— Start —
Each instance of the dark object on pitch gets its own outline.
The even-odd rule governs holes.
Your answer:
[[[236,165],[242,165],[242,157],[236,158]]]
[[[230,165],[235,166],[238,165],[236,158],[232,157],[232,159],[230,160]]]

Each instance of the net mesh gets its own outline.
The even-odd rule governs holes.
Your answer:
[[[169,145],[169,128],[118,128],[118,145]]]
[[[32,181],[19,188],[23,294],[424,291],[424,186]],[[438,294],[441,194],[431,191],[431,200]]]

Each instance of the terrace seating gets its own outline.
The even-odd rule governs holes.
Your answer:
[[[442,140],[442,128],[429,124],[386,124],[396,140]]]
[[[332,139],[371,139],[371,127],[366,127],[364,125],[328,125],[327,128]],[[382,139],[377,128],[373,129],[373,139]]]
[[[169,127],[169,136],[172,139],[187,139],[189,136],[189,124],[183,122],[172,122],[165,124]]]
— End —
Write out every line of the records above again, keeping each character and line break as it is.

Each instance of the dark object on pitch gets its own outline.
The even-odd rule governs holes.
Your answer:
[[[236,165],[242,165],[242,157],[236,158]]]
[[[230,165],[235,166],[238,165],[236,158],[232,157],[232,159],[230,160]]]

Each instance of the net mesh gets its own outline.
The even-odd rule governs holes.
Your answer:
[[[169,145],[169,128],[118,128],[118,145]]]
[[[32,181],[19,188],[23,294],[424,291],[424,186]],[[438,294],[441,194],[431,191],[431,200]]]

Each instance of the terrace seating gets its own outline.
The even-odd rule governs holes.
Your answer:
[[[442,140],[442,128],[429,124],[386,124],[396,140]]]
[[[332,139],[371,139],[371,127],[366,127],[364,125],[328,125],[327,128]],[[382,139],[377,128],[373,129],[373,139]]]
[[[169,127],[169,136],[172,139],[187,139],[189,136],[189,124],[183,122],[172,122],[165,124]]]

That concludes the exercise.